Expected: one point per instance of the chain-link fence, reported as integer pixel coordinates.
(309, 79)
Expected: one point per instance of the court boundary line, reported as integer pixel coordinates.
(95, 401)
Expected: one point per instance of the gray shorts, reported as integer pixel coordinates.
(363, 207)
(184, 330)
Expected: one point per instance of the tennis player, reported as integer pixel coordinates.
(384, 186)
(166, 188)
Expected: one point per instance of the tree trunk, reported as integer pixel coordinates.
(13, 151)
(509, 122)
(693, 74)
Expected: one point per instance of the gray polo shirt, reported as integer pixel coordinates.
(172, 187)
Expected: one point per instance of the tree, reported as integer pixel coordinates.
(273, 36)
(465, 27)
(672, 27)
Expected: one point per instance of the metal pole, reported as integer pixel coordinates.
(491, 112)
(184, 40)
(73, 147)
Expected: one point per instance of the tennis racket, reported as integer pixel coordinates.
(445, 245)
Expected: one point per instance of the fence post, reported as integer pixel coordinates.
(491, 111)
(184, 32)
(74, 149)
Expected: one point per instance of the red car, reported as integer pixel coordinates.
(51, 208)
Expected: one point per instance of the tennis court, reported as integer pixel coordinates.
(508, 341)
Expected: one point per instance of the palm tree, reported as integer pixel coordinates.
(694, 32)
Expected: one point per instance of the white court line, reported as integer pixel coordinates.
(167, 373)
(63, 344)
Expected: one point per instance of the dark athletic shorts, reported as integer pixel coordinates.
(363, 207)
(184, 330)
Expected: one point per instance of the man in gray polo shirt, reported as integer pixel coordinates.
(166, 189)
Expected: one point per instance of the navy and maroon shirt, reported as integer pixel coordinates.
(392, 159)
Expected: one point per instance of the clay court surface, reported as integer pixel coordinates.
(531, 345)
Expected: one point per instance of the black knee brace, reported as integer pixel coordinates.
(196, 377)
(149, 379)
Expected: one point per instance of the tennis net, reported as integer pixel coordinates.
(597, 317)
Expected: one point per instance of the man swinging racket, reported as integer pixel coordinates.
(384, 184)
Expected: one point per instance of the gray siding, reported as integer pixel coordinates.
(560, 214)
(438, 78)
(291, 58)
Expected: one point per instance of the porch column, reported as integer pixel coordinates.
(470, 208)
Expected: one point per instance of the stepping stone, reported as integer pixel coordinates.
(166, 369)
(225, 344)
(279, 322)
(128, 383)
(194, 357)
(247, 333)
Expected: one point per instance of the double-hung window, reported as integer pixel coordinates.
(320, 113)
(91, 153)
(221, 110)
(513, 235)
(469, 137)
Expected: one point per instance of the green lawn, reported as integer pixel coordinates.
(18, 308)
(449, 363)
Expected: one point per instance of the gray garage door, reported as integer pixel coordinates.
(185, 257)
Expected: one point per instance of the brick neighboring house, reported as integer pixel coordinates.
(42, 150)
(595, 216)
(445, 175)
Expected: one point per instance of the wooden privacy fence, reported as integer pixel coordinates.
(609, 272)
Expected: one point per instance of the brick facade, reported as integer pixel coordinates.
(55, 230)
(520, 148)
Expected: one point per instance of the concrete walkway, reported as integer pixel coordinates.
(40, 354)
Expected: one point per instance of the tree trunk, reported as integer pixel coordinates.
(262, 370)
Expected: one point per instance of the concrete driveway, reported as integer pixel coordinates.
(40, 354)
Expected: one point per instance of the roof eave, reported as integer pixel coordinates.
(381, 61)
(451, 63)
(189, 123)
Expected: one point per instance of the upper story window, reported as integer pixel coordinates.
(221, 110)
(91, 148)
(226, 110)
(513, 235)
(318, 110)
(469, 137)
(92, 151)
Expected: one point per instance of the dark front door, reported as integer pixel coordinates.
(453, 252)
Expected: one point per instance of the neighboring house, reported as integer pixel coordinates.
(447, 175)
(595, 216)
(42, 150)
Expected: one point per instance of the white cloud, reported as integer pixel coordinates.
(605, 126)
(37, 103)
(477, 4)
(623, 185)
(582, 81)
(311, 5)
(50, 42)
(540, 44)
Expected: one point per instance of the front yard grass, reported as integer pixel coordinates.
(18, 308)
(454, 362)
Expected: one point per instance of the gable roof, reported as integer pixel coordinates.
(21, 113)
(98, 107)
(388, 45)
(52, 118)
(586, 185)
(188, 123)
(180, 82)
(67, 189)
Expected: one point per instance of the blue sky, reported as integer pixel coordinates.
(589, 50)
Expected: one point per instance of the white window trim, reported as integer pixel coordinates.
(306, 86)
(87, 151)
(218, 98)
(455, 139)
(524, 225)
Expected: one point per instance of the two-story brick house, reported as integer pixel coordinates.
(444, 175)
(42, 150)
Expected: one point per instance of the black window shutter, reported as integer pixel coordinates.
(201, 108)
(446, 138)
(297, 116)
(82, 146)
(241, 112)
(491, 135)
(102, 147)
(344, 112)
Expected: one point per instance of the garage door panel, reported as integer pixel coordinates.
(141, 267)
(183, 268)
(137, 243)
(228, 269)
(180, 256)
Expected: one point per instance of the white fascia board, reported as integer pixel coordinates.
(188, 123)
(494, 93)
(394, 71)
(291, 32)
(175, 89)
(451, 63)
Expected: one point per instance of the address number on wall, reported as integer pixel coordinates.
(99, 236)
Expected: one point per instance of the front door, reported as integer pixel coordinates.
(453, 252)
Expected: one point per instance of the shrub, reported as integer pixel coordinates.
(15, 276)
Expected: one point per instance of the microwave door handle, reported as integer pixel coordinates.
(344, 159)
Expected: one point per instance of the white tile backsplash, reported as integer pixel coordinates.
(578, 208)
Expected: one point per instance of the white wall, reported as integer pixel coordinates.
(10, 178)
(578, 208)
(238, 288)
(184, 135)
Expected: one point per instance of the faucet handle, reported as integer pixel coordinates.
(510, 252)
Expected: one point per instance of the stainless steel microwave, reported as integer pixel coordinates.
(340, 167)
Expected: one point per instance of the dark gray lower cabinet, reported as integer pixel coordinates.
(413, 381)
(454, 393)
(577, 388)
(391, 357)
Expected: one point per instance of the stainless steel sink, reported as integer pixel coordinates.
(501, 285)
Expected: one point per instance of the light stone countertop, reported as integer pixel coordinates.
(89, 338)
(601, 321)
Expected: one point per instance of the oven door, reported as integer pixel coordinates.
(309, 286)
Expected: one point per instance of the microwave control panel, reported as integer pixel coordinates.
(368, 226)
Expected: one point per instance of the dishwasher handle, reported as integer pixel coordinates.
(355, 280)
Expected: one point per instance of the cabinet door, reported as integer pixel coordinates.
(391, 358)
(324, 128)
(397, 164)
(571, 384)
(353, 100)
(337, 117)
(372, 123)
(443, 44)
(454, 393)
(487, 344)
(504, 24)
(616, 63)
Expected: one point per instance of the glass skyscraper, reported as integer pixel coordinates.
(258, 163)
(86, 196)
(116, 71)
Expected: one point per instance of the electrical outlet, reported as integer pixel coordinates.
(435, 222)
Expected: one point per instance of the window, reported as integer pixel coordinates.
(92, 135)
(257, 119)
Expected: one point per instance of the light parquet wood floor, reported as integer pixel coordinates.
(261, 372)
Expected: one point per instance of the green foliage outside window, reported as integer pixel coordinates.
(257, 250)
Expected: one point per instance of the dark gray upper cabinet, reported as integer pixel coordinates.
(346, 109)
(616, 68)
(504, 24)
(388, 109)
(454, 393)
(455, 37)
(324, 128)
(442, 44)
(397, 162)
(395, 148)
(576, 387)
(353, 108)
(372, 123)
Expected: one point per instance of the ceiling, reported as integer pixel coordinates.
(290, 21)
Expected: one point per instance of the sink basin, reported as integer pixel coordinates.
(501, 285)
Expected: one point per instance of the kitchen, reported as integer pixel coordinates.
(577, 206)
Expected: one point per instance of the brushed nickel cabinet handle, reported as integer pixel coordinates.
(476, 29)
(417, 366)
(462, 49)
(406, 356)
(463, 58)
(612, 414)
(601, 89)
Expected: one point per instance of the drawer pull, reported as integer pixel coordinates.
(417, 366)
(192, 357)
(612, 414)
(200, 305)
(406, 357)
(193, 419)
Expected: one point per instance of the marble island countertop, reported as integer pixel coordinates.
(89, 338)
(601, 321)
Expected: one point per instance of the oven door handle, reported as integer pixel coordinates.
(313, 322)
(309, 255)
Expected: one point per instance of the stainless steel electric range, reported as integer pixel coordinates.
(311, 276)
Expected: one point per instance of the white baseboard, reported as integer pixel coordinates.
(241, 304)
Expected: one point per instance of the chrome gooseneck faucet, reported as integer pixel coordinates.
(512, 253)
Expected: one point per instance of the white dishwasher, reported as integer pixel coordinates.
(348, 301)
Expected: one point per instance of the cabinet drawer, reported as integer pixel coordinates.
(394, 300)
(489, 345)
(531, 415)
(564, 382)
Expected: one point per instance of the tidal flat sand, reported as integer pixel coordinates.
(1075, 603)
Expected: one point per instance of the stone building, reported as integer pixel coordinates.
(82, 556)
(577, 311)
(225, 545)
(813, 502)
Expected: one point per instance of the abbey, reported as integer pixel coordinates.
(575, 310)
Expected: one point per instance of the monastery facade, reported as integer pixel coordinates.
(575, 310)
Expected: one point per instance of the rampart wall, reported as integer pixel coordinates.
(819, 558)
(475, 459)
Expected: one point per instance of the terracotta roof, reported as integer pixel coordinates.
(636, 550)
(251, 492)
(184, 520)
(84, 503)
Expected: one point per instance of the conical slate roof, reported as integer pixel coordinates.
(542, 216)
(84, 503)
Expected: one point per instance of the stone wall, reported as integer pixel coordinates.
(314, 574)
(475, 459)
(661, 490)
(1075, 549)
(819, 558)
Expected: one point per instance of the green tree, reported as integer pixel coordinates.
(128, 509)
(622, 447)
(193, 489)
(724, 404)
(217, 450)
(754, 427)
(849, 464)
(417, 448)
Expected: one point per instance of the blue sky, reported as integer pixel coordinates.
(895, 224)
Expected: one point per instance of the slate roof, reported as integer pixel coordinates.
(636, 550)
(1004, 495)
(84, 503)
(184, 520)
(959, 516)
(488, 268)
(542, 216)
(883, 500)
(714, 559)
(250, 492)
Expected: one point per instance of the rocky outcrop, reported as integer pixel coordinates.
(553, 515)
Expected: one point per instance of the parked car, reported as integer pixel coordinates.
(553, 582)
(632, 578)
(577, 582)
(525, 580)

◆ ◆ ◆ ◆ ◆

TASK INSTRUCTIONS —
All lines starting at the one holding "Expected: one point per instance of the abbey, reported" and ending at the last line above must be output exactly, and no other line may appear.

COMPLETED EXERCISE —
Expected: one point per instance of the abbey, reported as integer pixel coordinates.
(575, 310)
Expected: one point per instance of the monastery facade, reported as integer pixel coordinates.
(575, 310)
Expected: one point per instance of the rampart wall, reported as integer pixel coordinates.
(819, 558)
(475, 459)
Expected: one point per instance of the terracotta roof, reported as integer pixel coordinates.
(636, 550)
(251, 492)
(184, 520)
(84, 503)
Expected: one point per instance of the conical slate roof, reported as integer pixel coordinates.
(542, 216)
(84, 503)
Expected: one point per instance of the stone wall, reported as integer pixel coordinates.
(314, 574)
(475, 459)
(661, 490)
(1075, 549)
(819, 558)
Expected: one point per instance of the green tree, reported as integer pixel coordinates.
(128, 509)
(622, 447)
(193, 489)
(724, 404)
(217, 450)
(754, 427)
(849, 464)
(417, 448)
Expected: one point per instance of the blue sky, reported as integer pixel coordinates.
(895, 224)
Expected: one point per instance of the slate roof, reported as integer pixel coordinates.
(636, 550)
(1004, 495)
(84, 503)
(184, 520)
(959, 516)
(488, 268)
(542, 216)
(883, 500)
(714, 559)
(250, 492)
Expected: one point per instance of the rocky outcrop, reported as integer pixel coordinates.
(553, 515)
Expected: one point per instance of the parked car, reported as integer pixel coordinates.
(553, 582)
(632, 578)
(577, 582)
(525, 580)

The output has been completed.